*** Block opens ***

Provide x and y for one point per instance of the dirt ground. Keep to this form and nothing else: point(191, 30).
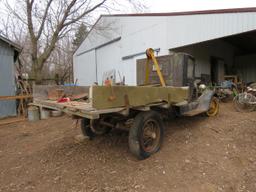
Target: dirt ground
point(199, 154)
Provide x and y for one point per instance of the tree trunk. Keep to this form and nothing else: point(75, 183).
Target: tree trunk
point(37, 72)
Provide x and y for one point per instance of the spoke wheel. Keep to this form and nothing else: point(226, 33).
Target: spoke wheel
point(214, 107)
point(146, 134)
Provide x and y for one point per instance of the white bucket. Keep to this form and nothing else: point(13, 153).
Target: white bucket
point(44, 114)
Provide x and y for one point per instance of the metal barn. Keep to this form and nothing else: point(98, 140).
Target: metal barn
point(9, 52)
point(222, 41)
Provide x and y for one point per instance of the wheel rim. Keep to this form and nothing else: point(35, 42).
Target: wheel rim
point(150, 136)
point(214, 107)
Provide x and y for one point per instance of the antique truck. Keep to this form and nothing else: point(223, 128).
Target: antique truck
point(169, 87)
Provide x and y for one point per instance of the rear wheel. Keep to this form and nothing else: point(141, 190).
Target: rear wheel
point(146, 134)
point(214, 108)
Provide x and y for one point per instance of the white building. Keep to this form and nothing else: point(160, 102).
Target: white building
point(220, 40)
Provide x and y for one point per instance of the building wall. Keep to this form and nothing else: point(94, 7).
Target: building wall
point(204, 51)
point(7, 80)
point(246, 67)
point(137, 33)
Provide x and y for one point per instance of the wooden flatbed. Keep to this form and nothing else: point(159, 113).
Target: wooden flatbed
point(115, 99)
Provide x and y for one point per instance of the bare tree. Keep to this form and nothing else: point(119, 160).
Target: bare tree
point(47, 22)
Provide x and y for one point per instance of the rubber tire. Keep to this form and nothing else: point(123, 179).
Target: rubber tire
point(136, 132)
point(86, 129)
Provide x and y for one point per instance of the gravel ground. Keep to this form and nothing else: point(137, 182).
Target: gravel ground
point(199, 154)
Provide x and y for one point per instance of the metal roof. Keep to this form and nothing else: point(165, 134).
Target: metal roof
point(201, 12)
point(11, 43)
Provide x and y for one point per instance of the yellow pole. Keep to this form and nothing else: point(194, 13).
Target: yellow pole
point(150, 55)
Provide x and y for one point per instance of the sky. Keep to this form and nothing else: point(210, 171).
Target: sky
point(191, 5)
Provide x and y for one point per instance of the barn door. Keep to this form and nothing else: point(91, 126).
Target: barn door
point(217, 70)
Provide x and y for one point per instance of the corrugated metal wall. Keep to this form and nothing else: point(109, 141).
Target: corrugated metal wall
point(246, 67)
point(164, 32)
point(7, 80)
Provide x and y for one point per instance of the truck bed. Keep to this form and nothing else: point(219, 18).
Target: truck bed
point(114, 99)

*** Block closes ***
*** Block opens ***

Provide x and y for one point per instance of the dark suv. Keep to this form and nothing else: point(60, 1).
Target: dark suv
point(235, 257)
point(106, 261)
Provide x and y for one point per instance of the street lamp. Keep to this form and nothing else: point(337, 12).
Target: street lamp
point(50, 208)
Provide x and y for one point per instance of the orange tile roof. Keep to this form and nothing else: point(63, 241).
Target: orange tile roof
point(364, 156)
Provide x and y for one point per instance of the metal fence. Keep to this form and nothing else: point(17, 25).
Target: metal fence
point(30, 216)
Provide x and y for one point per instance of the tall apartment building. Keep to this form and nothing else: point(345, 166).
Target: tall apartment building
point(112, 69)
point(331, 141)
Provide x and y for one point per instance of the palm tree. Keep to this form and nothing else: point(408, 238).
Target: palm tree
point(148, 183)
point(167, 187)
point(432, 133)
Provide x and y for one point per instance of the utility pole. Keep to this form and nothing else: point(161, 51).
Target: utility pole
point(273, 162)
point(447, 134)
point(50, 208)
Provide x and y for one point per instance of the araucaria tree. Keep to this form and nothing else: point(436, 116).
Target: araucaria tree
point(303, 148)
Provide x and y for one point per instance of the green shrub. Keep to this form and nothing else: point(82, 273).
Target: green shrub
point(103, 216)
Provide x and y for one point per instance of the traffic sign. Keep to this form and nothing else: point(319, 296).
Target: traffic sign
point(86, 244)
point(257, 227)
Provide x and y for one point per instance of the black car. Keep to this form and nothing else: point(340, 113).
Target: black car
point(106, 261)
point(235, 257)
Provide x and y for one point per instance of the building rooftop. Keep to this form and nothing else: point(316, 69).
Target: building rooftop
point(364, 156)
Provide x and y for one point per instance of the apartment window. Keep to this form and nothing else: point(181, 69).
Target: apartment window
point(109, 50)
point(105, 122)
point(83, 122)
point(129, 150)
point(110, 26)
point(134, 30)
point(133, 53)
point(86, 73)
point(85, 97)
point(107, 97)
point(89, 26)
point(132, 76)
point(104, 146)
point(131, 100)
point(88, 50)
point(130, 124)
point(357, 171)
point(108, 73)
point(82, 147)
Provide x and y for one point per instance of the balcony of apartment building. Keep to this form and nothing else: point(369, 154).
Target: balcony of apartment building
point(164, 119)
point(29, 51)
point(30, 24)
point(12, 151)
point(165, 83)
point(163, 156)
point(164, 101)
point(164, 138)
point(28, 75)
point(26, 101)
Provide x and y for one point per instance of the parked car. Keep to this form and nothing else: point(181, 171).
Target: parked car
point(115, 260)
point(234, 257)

*** Block closes ***
*** Block opens ***

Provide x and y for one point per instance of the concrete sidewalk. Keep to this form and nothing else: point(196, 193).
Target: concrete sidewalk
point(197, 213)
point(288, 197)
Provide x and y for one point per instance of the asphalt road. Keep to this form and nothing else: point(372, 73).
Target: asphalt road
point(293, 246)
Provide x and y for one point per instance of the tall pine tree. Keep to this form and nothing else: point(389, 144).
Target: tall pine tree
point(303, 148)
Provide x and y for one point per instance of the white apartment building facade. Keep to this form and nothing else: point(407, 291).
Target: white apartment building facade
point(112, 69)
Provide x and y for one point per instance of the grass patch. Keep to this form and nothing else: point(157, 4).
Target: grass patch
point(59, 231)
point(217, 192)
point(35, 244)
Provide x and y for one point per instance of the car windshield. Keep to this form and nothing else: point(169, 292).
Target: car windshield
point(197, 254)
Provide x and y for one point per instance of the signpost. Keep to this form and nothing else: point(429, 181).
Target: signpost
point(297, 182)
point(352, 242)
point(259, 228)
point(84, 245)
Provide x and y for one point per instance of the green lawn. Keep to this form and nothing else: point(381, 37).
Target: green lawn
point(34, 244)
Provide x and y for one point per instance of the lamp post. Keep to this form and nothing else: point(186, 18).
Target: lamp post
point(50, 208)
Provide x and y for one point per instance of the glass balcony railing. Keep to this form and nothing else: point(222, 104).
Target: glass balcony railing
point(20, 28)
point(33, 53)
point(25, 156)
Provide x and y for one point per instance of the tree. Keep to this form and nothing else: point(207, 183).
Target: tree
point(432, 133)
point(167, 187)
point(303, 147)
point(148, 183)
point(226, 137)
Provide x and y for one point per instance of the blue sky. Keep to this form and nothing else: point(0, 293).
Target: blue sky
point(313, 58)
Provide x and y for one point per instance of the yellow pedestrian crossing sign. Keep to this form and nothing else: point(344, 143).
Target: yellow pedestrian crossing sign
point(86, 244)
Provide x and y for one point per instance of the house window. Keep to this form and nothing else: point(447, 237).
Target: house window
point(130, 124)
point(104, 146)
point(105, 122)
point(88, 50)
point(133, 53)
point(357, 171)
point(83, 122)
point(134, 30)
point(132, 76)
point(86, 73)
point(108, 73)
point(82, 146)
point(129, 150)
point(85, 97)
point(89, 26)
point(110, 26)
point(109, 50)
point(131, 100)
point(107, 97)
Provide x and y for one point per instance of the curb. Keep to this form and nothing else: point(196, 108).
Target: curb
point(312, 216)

*** Block closes ***

Return, word for word, the lines of the data above from the line with "Target: black car" through the line with "else: point(181, 69).", inclusive.

### FINISHED TASK
Target: black car
point(106, 261)
point(235, 257)
Provide x and y for one point per instance of the building rooftop. Keep to this form and nothing else: point(316, 69).
Target: building rooftop
point(364, 156)
Provide x and y for one point per instance of the apartment window. Keep to this form and nothing else: point(181, 69).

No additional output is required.